-------- Data shown --------

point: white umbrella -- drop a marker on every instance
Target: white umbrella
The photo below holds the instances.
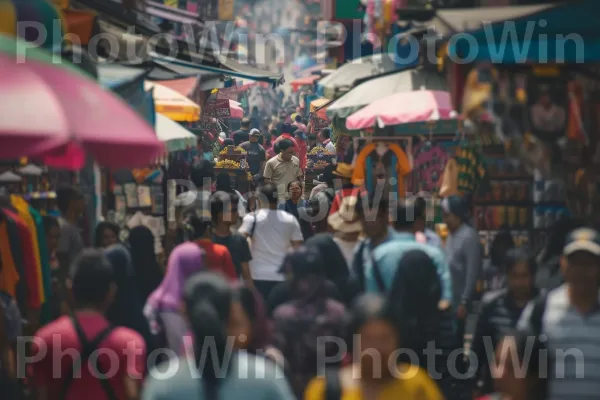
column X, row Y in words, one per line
column 10, row 177
column 175, row 136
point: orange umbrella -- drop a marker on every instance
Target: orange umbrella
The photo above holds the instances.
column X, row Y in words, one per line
column 307, row 81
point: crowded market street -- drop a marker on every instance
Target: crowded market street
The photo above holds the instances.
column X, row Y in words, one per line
column 302, row 199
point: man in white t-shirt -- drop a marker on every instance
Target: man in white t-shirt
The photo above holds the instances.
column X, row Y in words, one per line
column 272, row 232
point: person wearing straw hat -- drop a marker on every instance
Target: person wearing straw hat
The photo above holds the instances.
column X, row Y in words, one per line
column 347, row 227
column 465, row 258
column 342, row 177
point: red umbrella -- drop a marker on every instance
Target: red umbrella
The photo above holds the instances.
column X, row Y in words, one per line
column 51, row 110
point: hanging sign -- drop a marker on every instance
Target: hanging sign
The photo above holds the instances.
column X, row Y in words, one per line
column 218, row 109
column 226, row 10
column 228, row 94
column 209, row 9
column 216, row 10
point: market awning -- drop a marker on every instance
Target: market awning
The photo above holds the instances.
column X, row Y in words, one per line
column 223, row 108
column 173, row 104
column 417, row 106
column 308, row 81
column 319, row 107
column 342, row 79
column 227, row 67
column 114, row 76
column 447, row 22
column 379, row 88
column 554, row 33
column 173, row 135
column 183, row 86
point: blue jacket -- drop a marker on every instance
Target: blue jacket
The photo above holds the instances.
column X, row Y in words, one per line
column 388, row 256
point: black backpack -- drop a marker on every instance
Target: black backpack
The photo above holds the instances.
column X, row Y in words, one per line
column 333, row 384
column 88, row 347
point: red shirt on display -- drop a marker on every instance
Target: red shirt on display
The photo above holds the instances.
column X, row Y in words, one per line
column 123, row 354
column 218, row 259
column 34, row 297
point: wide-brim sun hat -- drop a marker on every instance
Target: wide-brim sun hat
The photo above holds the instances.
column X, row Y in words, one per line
column 344, row 170
column 346, row 219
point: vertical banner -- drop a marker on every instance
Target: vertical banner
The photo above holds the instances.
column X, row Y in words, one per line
column 226, row 10
column 208, row 9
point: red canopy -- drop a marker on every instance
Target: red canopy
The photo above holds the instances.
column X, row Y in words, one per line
column 223, row 108
column 307, row 81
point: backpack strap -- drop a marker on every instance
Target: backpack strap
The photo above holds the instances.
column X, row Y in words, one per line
column 377, row 273
column 358, row 268
column 253, row 225
column 87, row 348
column 333, row 384
column 537, row 314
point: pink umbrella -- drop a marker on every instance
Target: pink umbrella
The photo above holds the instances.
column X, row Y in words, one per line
column 52, row 112
column 236, row 109
column 402, row 108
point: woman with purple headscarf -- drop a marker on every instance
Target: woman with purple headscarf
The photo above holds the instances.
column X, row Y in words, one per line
column 163, row 306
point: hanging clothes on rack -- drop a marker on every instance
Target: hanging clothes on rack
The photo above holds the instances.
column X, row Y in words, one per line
column 398, row 166
column 20, row 276
column 22, row 208
column 472, row 173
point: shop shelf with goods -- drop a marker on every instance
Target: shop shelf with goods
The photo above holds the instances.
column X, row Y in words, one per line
column 232, row 160
column 317, row 160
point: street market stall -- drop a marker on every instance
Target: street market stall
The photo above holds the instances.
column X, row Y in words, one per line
column 232, row 161
column 173, row 104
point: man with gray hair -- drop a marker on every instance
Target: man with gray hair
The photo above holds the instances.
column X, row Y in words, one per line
column 465, row 258
column 255, row 153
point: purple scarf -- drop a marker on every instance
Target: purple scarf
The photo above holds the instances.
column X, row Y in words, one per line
column 185, row 260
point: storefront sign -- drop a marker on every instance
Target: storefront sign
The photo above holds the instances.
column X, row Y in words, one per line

--------

What the task requires | Each line above with the word "display" needs to be copied.

Solution to this task |
point: red shirt on display -- drop a marker on every instance
Target: red shirt on display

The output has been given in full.